- Task 1
According to the Clouten postcard passage, what was Leslie Clouten's occupation?
- Task 2
Reproduce the Clouten postcard passage word for word, starting at "Twenty-one-year-old Leslie was" and ending at "the Hunter Region.".
- Task 3
Carry on the Clouten postcard passage from its final sentence.

- Supplied passage
+++

Getting Along Alright

Clouten’s WWI English Postcard to Lake Macquarie

Leslie Clouten was recovering from his wounds on 28 September 1917 when he wrote a letter to his parents on the back of this folding souvenir postcard booklet. While serving at the front in France in June, Leslie had been injured by a gunshot wound in the abdomen, and was removed to England, suffering continual pain and rheumatism. The picturesque, tranquil scenes on the postcards were an ironic contrast with the horrors of battle Leslie had recently witnessed

On 24 September he travelled to the convalescent hospital at the No. 2 Command Depot at Weymouth, where he bought the postcards and wrote on the back ‘I am much getting allong alright now [sic].’ Leslie must have surely missed his home and family, noting it was ‘nearly twelve months now since I left sunny N.S.W.’

Twenty-one-year-old Leslie was a Lake Macquarie fisherman and son of William Clouten, boat builder and owner of the Toronto Fish Co. Supply, of Weston in the Hunter Region.

+++

- Data to examine
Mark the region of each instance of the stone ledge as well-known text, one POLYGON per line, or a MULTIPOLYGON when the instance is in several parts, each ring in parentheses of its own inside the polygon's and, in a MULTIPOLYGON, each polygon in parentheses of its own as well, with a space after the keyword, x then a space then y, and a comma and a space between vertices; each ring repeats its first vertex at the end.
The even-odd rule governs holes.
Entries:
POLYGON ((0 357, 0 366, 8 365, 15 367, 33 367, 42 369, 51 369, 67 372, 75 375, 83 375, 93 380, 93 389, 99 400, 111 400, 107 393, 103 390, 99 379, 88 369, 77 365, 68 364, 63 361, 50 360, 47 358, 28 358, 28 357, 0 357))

+++

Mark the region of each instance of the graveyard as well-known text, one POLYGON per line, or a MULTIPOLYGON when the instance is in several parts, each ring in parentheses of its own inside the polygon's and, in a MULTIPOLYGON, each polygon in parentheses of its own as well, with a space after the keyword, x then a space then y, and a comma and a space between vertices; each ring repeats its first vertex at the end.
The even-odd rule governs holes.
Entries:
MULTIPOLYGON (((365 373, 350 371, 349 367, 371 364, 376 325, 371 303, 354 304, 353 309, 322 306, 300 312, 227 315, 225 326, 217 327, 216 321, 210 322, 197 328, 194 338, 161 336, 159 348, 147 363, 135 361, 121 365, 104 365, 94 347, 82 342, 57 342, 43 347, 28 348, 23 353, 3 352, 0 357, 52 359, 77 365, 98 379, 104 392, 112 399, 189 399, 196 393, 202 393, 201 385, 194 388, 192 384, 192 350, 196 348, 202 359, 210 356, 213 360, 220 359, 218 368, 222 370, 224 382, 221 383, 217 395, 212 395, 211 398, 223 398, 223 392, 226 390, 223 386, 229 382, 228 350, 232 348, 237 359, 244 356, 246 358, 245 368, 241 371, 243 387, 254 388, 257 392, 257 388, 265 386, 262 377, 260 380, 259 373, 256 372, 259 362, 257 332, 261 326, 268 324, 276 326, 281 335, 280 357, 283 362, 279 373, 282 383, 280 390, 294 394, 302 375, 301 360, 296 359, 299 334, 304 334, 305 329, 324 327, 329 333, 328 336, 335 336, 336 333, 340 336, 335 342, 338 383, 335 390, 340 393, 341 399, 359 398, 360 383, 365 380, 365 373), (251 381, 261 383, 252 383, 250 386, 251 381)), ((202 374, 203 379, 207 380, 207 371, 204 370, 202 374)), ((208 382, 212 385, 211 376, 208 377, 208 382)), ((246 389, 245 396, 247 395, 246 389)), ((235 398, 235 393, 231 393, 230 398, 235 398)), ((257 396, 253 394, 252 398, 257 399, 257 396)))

+++

- Answer area 1
He was a Lake Macquarie fisherman.

- Answer area 2
Twenty-one-year-old Leslie was a Lake Macquarie fisherman and son of William Clouten, boat builder and owner of the Toronto Fish Co. Supply, of Weston in the Hunter Region.

- Answer area 3
In his letter, Leslie wrote ‘I am glad use [sic] are doing well in the shop. I suppose it is much easier Dad than boat building eh… when I come back I shall be able to go diving…’ He added ‘I think I shall be satisfied to take on anything when I am finished with this war’.

Having recovered enough for active service, Leslie returned to France, to Rouelles, where he rejoined his unit just in time for Christmas. But Leslie’s plans for diving and working in his father’s shop would never eventuate. In April 1918, Leslie was wounded again and died in the field.